■ **TEXTE FOURNI**
####################
Blodläge, de Johan Theorin, Éd. Wahlström & Widstrand, 2010, 406 pages. Traduction française à paraître chez Albin Michel.
Ce roman est le troisième de la série mettant en scène le vieux marin à la retraite
Gerlof Davidsson. Je lui ai déjà consacré un billet intermédiaire:
Vendela et les fées. Le titre est expliqué dans
cet autre billet.
Le printemps s'installe sur l'île d'Öland. Quelques familles commencent à prendre le chemin de l'île pour passer du bon temps dans leurs maisons de campagne.
Tous résident à proximité de la vieille carrière de Stenvik, dans le nord-ouest de l'île, sur la rive du détroit de Kalmar (qui sépare Öland de la Suède continentale). Nous retrouvons donc dans ce roman une partie du décor -ainsi que certains personnages- de
L'Heure trouble.
Gerlof Davidsson est là lui aussi, de retour dans sa petite maison (celle où son petit-fils Jens passait l'été avant de disparaître mystérieusement au tout début de
L'Heure trouble). Gerlof commence à se soucier de la mort qui approche (il a 82 ans) et préfère l'attendre chez lui, dans la maison des jours heureux, plutôt que dans la maison de retraite de Marnäs.
J'essaye toujours de ne pas
trop en dire, mais il vaudrait peut-être mieux éviter de lire la 2e parti du billet
[Des personnages souvent ambigus] si, comme moi, vous aimez en savoir le moins possible avant de lire un polar!
Dans la 3e partie du billet j'aborde les thèmes de prédilection de l'auteur; la 4e partie est absolument sans danger puisque j'y discute rapidement le titre du quatrième volume de la série, encore à paraître.
* * *
Des personnages souvent ambigus
Blodläge s'ouvre sur une scène dramatique. Per Mörner est menacé d'une mort atroce durant la nuit de la Walpurgis. On s'apprête à l'immoler par le feu dans la carrière, près de chez lui. Le feu est un très bon moyen de se débarrasser de quelqu'un en Suède cette nuit-là, puisque des bûchers sont allumés un peu partout dans les parcs et campagnes. Un feu de plus ou de moins n'éveillera pas la curiosité...
Tout de suite après cette scène, l'auteur nous ramène quelques semaines en arrière, peu de temps avant le week-end de Pâques. Commence alors l'enchaînement des événements qui doivent inéluctablement mener au meurtre de Per.
Outre Gerlof Davidsson, le roman concerne essentiellement deux familles. Tout d'abord celle de Per Mörner, divorcé, papa des jumeaux Pernilla (plus souvent appelée Nilla) et Jesper.
Un personnage à la réputation trouble vient perturber la petite famille Mörner : Jerry, le père de Per, vieux bonhomme usé qui ne peut presque plus parler à la suite d'une attaque cérébrale survenue un ou deux ans auparavant.
Cette attaque a laissé Jerry très affaibli, ce qui contraint Per Mörner à se rapprocher de ce père qu'il a toujours tenu à l'écart de Nilla et Jesper et qu'il est incapable d'appeler "papa". Jerry est encore autonome mais il ne sait plus parler; il communique à l'aide de mots très simples comme "
####################
■ **CONSIGNES DE L'EXERCICE**
• A. D'après le texte fourni, quel âge a Gerlof Davidsson ?
• B. Recopiez à l'identique le passage du texte fourni qui va de "Le printemps s'installe" jusqu'à "L'Heure trouble.".
Basez-vous uniquement sur le texte fourni.

■ **DONNÉES BRUTES**
####################
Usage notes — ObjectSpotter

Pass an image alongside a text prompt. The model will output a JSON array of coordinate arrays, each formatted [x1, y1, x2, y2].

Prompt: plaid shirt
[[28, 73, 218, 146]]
####################
■ **RÉPONSES DANS L'ORDRE**
• A. Il a 82 ans.

• B.
Le printemps s'installe sur l'île d'Öland. Quelques familles commencent à prendre le chemin de l'île pour passer du bon temps dans leurs maisons de campagne.
Tous résident à proximité de la vieille carrière de Stenvik, dans le nord-ouest de l'île, sur la rive du détroit de Kalmar (qui sépare Öland de la Suède continentale). Nous retrouvons donc dans ce roman une partie du décor -ainsi que certains personnages- de
L'Heure trouble.